Work order
Records follow. Pull out every line that contains "letter".

* * *

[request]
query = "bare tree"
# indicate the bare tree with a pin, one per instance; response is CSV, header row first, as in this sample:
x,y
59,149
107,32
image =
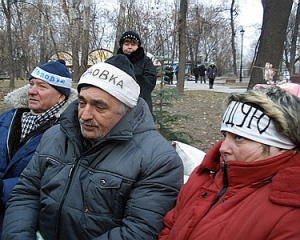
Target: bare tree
x,y
182,45
271,43
295,35
233,34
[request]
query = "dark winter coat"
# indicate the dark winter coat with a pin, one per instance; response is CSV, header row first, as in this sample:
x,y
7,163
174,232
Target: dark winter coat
x,y
238,200
15,155
196,71
145,73
120,188
202,70
212,71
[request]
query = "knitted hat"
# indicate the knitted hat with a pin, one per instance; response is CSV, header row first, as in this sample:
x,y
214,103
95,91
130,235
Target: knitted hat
x,y
56,74
130,35
116,77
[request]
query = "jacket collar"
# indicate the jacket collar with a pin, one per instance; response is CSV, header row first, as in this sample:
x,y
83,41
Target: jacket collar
x,y
282,171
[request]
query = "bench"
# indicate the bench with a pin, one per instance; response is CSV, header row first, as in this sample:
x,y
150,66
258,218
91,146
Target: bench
x,y
230,81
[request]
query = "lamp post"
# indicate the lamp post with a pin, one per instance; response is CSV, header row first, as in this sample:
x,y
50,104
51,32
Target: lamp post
x,y
241,67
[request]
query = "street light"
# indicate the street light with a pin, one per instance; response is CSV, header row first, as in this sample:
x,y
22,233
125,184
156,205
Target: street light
x,y
241,68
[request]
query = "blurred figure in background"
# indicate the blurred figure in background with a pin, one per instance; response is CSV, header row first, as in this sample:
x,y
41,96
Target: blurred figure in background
x,y
212,72
145,72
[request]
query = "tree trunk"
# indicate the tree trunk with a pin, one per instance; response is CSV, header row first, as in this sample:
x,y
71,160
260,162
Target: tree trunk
x,y
182,45
233,47
275,20
120,27
294,41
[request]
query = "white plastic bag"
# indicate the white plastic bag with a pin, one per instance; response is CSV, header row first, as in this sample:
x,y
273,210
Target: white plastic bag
x,y
190,156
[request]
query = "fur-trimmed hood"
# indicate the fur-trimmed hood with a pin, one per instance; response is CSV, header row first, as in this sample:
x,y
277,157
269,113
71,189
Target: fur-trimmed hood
x,y
18,98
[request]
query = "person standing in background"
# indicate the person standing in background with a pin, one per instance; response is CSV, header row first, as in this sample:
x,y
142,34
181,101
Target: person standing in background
x,y
196,72
212,72
202,72
35,108
145,72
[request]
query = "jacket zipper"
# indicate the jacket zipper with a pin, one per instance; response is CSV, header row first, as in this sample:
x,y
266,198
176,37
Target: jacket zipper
x,y
70,176
225,183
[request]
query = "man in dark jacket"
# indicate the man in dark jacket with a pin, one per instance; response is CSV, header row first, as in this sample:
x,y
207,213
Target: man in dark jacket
x,y
36,107
145,72
104,173
212,72
196,72
202,71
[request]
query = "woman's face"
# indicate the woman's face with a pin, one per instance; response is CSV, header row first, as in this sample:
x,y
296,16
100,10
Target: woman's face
x,y
129,47
238,148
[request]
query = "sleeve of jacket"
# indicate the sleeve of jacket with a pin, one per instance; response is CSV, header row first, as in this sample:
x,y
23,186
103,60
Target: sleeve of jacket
x,y
152,197
21,216
148,78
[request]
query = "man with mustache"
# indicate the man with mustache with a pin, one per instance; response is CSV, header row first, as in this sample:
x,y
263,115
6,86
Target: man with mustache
x,y
104,173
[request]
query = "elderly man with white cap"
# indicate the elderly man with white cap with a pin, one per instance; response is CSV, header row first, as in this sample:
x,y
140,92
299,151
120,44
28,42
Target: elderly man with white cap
x,y
35,108
104,173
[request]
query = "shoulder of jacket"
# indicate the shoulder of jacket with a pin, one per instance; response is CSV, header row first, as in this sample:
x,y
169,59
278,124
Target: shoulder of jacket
x,y
286,187
18,98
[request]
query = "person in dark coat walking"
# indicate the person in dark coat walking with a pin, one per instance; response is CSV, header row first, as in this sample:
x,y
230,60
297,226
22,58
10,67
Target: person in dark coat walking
x,y
202,72
196,72
212,72
35,108
145,72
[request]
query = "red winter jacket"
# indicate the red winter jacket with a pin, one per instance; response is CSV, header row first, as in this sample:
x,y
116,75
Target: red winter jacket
x,y
239,200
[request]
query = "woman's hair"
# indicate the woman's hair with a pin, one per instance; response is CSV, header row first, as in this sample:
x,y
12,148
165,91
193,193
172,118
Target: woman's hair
x,y
280,106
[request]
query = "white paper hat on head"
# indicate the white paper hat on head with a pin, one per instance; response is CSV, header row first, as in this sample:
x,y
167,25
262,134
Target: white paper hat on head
x,y
116,77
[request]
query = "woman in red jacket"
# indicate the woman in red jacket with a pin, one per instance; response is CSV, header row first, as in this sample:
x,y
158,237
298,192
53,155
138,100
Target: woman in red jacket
x,y
248,185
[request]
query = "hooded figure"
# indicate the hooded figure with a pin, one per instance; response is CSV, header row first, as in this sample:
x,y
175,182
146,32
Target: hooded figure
x,y
35,108
145,72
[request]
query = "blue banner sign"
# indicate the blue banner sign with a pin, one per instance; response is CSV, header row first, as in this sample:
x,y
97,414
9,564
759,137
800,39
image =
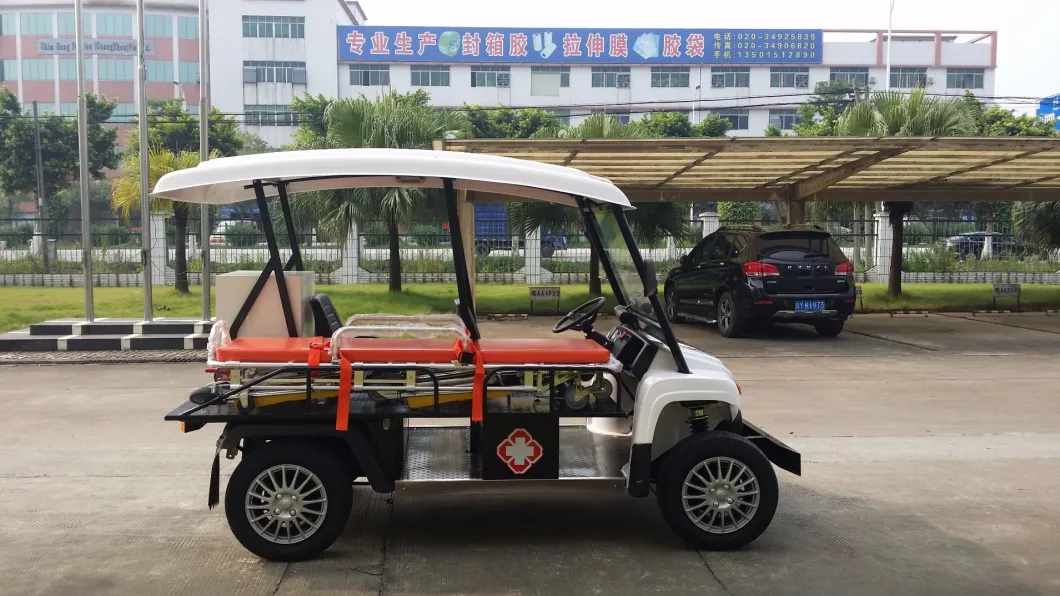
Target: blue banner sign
x,y
579,46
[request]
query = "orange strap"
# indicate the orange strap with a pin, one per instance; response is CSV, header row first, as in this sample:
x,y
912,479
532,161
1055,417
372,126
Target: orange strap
x,y
478,389
317,349
345,386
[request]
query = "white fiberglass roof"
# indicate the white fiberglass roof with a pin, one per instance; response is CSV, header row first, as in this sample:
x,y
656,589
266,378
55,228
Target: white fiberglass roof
x,y
229,179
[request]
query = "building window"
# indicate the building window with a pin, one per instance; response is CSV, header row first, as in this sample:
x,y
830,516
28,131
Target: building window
x,y
491,76
7,23
36,23
611,76
669,76
964,77
124,114
157,25
37,69
790,76
159,71
68,69
851,75
110,69
562,115
369,75
188,28
113,24
430,75
908,77
562,71
9,70
66,27
268,71
729,76
737,117
784,119
188,72
254,25
269,116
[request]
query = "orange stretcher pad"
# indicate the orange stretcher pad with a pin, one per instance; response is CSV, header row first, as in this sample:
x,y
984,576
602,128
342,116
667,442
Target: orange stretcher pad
x,y
372,350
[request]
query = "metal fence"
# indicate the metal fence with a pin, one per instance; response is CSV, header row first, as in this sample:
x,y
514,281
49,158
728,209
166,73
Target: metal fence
x,y
934,250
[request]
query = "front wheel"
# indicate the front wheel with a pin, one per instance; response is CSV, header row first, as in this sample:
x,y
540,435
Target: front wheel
x,y
717,491
288,501
829,328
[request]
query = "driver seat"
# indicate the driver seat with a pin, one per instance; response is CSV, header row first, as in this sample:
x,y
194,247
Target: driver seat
x,y
558,351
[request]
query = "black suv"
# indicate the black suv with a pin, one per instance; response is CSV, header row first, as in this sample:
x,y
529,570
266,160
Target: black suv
x,y
739,278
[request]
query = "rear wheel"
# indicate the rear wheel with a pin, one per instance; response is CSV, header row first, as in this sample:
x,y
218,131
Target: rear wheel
x,y
670,302
288,501
717,491
829,328
730,322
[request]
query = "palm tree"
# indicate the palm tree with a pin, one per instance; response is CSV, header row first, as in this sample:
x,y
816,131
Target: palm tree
x,y
891,114
125,197
393,121
650,222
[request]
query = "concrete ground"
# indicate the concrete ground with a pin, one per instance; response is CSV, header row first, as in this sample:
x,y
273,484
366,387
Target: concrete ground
x,y
931,466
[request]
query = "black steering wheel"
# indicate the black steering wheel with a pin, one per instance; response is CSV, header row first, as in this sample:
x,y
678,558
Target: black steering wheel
x,y
582,317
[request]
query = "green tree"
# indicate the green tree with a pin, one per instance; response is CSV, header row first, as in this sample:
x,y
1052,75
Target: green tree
x,y
171,126
669,124
392,121
58,146
125,197
893,114
508,123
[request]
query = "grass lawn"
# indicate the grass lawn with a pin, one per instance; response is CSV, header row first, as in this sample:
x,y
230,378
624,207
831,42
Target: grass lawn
x,y
19,307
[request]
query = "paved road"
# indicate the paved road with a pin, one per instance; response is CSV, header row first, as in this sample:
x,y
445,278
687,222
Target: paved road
x,y
932,466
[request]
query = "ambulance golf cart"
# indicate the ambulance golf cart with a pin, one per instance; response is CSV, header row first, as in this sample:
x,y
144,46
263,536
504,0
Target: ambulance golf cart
x,y
312,413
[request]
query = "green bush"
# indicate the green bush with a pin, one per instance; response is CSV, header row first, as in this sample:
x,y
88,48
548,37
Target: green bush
x,y
16,235
243,234
111,235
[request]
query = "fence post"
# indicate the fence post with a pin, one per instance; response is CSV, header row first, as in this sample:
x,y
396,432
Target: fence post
x,y
159,250
883,235
532,256
351,255
710,223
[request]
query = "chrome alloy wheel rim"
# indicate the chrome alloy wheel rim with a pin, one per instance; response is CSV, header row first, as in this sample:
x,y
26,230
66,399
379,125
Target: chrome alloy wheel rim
x,y
720,495
286,504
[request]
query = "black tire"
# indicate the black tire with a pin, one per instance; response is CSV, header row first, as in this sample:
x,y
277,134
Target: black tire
x,y
670,307
829,328
678,466
732,323
334,477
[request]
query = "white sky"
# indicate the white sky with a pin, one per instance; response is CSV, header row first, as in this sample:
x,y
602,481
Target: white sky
x,y
1028,46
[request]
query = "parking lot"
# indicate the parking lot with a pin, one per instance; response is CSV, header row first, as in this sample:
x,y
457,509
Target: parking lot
x,y
931,466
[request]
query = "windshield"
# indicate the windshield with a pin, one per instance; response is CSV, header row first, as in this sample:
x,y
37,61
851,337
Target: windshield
x,y
626,277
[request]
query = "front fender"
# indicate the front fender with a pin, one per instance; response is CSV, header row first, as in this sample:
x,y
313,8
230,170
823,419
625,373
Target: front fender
x,y
660,388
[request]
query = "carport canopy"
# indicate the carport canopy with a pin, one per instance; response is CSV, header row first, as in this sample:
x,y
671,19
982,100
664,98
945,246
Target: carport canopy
x,y
799,169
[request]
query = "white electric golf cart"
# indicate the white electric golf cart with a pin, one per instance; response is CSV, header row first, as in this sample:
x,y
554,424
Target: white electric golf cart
x,y
315,410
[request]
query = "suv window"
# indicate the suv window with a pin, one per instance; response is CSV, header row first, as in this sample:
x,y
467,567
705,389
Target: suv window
x,y
721,248
798,245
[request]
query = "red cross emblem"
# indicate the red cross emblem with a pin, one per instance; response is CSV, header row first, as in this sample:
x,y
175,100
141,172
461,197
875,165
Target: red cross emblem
x,y
519,451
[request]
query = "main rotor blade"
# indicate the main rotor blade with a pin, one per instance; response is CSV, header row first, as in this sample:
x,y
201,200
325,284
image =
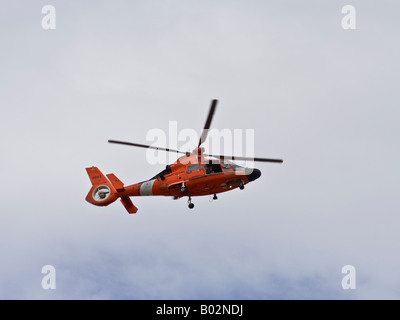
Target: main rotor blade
x,y
144,146
245,158
208,122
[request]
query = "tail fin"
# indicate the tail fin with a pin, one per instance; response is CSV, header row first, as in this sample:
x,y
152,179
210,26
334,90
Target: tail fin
x,y
105,191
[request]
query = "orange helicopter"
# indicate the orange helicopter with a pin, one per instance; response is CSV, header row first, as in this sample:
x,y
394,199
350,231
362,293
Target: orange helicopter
x,y
191,175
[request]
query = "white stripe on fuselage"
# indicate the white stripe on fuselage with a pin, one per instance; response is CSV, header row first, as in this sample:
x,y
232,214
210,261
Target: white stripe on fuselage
x,y
146,188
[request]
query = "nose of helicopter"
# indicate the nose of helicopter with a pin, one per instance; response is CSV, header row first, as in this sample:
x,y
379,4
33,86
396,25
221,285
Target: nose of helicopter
x,y
252,174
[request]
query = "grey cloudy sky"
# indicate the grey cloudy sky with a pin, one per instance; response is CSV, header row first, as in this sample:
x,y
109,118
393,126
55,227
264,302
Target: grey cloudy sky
x,y
322,98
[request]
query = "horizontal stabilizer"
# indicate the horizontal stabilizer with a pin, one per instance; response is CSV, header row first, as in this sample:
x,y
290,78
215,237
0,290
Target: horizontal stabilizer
x,y
126,201
116,182
96,177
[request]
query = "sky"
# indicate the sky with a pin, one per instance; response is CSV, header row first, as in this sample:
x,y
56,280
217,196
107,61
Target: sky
x,y
322,98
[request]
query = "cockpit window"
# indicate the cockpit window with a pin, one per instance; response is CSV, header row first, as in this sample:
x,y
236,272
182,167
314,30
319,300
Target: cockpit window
x,y
225,165
236,167
194,167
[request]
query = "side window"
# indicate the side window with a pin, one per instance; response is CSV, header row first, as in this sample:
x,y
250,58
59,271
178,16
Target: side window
x,y
194,167
225,165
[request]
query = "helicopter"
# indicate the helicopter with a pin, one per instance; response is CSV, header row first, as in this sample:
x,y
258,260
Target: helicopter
x,y
193,174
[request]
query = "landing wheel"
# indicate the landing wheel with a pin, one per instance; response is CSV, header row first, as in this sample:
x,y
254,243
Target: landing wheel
x,y
190,204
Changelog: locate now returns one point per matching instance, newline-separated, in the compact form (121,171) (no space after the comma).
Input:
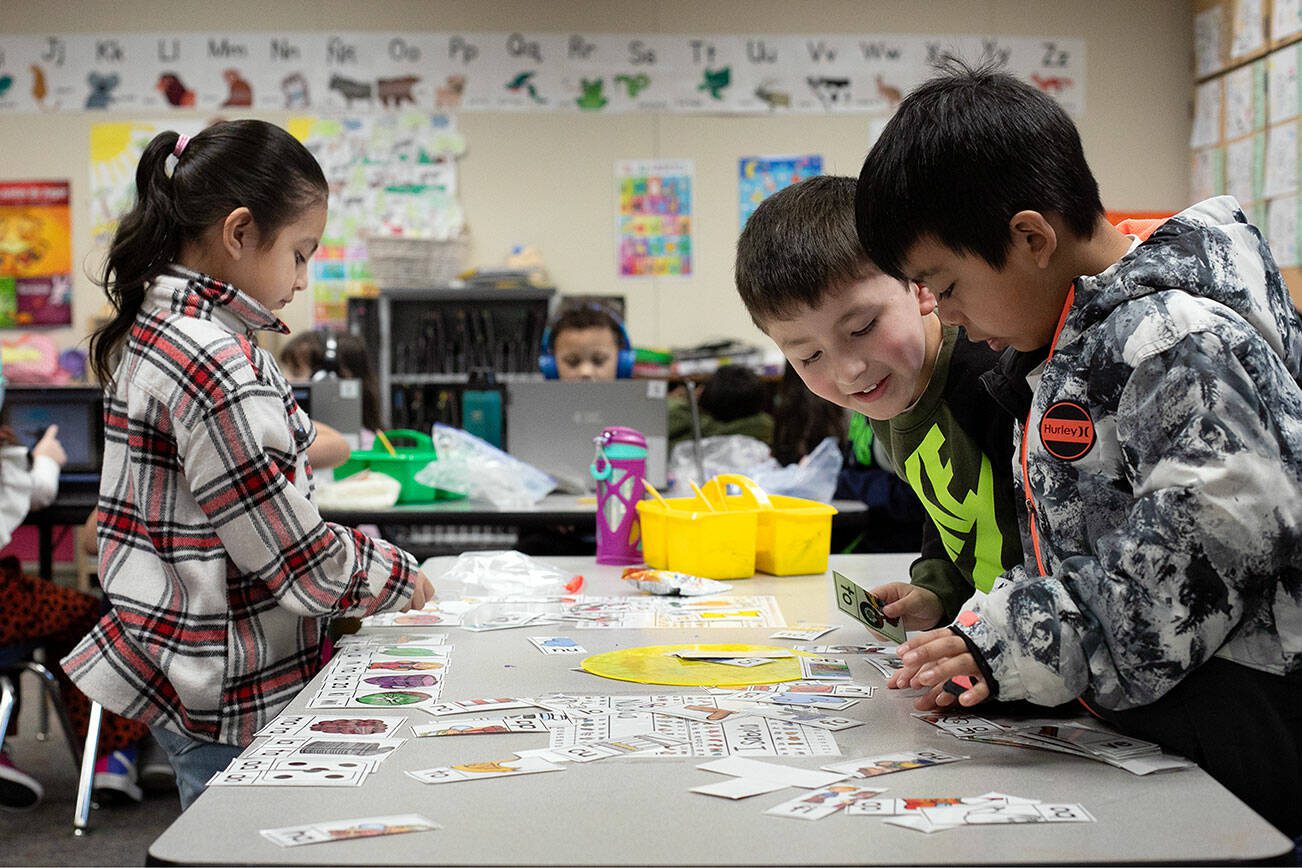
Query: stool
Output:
(16,660)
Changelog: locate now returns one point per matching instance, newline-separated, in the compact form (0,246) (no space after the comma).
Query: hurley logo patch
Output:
(1066,431)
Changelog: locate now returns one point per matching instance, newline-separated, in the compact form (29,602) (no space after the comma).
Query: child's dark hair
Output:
(798,245)
(306,352)
(585,316)
(733,392)
(962,154)
(231,164)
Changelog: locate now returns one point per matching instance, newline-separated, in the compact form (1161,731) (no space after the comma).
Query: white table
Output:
(639,811)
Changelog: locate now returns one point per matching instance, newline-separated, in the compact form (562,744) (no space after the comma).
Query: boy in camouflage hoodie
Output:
(1160,443)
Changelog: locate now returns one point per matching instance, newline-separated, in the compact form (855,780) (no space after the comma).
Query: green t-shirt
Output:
(955,448)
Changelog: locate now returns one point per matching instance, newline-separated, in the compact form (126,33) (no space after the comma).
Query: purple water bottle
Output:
(619,467)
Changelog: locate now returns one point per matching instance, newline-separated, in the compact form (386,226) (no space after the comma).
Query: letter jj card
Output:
(865,607)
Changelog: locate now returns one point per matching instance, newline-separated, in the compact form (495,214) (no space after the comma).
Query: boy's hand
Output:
(917,608)
(422,594)
(934,657)
(50,447)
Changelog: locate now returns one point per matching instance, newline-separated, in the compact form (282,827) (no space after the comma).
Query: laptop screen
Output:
(77,411)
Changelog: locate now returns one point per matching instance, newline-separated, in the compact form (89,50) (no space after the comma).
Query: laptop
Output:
(78,410)
(551,424)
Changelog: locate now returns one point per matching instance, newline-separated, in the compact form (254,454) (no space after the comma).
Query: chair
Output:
(16,660)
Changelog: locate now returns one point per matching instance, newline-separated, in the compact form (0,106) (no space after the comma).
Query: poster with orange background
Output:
(35,254)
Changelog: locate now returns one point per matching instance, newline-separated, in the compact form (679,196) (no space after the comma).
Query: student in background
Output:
(42,613)
(874,344)
(1156,375)
(208,650)
(307,355)
(732,402)
(586,342)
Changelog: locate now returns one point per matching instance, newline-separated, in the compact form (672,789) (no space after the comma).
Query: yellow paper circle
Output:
(652,665)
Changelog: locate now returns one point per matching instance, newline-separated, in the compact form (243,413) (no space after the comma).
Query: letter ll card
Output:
(393,824)
(865,607)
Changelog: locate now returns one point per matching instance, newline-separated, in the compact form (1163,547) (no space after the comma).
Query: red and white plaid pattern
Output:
(220,571)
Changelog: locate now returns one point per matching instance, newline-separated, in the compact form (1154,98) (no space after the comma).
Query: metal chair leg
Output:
(7,700)
(81,820)
(52,694)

* * *

Solved exercise
Query: letter jj card
Query: letter ll card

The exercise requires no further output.